What you need to do
The expected answer comprises all lines from the entries that contain the string "kickstand".

Natural-language object grounding data

· · · · ·

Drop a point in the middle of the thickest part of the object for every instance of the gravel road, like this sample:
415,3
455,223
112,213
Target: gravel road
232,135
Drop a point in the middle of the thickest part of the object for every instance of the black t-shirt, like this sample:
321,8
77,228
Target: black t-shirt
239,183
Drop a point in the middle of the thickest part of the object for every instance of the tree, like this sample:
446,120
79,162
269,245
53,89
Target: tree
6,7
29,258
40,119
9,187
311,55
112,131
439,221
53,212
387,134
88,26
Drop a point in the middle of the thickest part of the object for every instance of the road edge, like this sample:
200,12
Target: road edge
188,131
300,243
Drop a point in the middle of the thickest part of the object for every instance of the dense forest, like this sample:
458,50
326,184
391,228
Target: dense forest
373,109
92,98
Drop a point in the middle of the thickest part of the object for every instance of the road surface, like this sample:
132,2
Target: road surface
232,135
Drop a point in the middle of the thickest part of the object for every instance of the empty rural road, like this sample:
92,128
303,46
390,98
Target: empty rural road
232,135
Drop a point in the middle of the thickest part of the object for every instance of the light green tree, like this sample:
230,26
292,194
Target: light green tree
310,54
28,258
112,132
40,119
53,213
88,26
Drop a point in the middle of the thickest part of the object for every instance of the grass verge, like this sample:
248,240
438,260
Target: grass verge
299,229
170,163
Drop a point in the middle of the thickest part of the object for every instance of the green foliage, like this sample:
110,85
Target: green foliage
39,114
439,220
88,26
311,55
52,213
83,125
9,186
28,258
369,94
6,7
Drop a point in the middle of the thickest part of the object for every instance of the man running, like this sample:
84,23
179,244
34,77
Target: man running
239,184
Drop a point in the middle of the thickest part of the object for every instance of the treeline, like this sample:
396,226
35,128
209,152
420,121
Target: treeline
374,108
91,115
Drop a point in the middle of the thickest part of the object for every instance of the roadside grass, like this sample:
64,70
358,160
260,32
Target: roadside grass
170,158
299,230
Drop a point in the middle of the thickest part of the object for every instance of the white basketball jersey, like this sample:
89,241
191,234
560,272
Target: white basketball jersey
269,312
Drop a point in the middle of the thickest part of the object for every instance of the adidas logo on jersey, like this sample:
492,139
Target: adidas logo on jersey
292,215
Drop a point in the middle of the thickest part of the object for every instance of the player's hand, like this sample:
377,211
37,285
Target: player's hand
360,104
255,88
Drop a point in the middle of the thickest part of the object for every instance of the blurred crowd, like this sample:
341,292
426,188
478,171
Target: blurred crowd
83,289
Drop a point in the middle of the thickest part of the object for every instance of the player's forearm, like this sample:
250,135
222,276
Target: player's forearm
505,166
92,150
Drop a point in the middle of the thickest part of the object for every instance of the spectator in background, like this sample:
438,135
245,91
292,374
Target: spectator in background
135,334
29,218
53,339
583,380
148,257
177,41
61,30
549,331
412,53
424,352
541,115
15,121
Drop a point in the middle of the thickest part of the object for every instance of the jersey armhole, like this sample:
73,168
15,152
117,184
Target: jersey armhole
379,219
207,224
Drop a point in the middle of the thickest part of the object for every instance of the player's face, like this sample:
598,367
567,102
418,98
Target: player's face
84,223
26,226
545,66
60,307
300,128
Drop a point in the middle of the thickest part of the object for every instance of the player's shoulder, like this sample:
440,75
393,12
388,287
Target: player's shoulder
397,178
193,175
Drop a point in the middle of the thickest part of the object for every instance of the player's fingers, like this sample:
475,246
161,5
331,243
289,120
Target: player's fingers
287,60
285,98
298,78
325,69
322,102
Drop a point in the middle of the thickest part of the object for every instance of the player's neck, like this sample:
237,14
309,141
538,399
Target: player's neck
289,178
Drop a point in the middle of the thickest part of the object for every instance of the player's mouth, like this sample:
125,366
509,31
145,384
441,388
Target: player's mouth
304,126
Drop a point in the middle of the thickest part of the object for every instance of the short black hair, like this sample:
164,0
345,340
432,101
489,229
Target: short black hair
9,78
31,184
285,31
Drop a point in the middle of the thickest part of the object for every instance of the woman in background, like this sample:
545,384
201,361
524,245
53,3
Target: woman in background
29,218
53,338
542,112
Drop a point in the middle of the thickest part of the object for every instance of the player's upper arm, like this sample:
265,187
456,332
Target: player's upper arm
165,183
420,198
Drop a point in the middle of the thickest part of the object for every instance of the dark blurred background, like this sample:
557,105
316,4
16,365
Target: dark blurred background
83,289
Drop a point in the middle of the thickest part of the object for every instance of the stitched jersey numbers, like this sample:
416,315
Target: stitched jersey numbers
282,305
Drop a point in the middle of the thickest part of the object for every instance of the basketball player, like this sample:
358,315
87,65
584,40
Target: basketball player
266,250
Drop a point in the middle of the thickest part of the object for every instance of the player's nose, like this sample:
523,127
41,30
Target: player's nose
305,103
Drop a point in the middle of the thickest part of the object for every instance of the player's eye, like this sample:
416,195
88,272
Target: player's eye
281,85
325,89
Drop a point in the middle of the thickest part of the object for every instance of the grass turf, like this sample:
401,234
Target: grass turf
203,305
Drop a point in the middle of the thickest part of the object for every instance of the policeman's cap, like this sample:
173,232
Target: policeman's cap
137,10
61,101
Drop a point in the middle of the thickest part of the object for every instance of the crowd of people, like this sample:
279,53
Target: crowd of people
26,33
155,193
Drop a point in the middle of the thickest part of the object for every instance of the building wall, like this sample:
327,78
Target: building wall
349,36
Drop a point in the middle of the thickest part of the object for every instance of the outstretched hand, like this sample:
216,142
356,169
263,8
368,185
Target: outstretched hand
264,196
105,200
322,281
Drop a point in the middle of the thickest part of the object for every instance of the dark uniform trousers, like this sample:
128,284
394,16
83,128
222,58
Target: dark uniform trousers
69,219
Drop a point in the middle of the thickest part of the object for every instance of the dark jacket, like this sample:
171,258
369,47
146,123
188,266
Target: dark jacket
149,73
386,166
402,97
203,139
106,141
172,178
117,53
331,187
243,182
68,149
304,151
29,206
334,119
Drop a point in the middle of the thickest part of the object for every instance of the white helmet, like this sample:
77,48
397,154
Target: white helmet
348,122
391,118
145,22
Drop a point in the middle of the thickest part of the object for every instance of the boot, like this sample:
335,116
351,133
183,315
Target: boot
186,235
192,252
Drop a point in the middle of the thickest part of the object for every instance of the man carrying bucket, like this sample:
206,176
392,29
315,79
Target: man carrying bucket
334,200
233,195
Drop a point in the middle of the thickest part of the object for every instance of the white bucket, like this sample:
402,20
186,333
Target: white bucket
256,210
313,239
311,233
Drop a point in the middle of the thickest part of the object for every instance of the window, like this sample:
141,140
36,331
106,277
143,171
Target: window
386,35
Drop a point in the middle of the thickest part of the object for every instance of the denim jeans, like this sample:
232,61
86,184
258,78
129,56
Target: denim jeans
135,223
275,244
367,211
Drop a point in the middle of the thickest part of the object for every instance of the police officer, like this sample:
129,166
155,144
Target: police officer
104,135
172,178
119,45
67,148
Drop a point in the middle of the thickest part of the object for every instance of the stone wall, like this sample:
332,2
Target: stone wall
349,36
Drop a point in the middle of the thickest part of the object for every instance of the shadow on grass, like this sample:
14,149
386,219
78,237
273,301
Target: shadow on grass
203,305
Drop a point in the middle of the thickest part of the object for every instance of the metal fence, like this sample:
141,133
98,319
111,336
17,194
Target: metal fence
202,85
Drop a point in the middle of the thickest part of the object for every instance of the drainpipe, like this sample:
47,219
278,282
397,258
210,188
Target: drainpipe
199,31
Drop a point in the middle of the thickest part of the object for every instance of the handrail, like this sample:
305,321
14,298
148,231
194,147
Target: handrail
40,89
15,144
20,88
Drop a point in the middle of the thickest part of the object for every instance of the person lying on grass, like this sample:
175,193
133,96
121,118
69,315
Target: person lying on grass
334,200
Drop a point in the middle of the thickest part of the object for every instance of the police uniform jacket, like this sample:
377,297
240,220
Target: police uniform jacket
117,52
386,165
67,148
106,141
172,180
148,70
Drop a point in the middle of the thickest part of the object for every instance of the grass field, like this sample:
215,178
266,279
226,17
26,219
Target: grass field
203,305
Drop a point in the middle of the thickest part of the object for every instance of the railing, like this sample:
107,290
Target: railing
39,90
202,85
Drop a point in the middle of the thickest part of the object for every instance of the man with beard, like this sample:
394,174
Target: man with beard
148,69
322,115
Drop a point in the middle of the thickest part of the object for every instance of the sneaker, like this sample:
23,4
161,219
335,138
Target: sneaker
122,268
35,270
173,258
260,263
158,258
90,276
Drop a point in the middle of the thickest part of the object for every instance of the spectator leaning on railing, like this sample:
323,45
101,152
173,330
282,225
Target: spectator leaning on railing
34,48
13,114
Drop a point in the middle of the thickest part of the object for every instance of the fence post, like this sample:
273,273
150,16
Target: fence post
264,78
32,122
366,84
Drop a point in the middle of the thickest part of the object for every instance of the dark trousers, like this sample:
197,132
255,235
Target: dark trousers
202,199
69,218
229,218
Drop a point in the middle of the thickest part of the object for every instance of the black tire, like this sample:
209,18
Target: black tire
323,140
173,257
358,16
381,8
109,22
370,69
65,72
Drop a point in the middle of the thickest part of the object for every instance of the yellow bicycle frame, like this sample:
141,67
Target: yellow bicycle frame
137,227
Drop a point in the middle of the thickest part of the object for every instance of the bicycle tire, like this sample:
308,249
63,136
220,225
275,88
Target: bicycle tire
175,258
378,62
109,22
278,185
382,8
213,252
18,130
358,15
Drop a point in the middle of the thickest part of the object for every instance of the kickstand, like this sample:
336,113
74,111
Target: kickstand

· · · · ·

Finished exercise
Drop a point in the middle of the thickest part of the object for every instance of the kickstand, like this sample:
Target: kickstand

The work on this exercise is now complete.